---------- RECORDS SHOWN ----------

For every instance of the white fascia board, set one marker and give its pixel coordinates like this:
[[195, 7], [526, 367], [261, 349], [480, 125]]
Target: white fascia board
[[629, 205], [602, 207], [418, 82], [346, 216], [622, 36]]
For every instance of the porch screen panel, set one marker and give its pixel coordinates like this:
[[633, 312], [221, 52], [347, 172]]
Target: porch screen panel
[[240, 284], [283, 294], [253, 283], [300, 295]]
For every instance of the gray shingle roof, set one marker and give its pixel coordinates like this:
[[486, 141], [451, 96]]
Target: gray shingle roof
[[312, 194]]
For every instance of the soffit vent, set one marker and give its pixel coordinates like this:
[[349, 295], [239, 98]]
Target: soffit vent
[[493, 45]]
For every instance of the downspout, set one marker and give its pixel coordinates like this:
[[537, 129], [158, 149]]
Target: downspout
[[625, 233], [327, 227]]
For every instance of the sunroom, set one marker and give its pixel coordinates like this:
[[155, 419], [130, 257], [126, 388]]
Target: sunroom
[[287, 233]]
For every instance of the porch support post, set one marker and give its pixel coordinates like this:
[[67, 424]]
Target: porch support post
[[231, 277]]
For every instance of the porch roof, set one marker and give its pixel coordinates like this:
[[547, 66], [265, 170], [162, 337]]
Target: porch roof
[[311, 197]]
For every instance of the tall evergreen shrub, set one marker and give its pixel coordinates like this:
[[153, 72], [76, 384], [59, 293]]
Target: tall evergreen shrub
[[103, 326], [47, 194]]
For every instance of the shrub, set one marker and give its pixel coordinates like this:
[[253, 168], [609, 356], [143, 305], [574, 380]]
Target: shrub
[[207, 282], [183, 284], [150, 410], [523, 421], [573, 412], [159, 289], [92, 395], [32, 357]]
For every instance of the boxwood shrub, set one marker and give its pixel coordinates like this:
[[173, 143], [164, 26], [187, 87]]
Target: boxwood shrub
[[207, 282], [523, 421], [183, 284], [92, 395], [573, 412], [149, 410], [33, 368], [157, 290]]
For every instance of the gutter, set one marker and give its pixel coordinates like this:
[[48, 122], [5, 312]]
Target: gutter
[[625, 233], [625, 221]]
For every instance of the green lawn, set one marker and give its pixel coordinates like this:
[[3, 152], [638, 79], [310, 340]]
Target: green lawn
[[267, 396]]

----------

THE EXERCISE:
Copy out the lines word for word, beginning with the line containing "For every instance of the green" and continuing through the final line of the entries above.

SOLUTION TO THE PROBLEM:
For every instance of the green lawn, set one marker and give its pixel coordinates like this:
[[3, 152], [638, 79], [310, 340]]
Target: green lawn
[[267, 396]]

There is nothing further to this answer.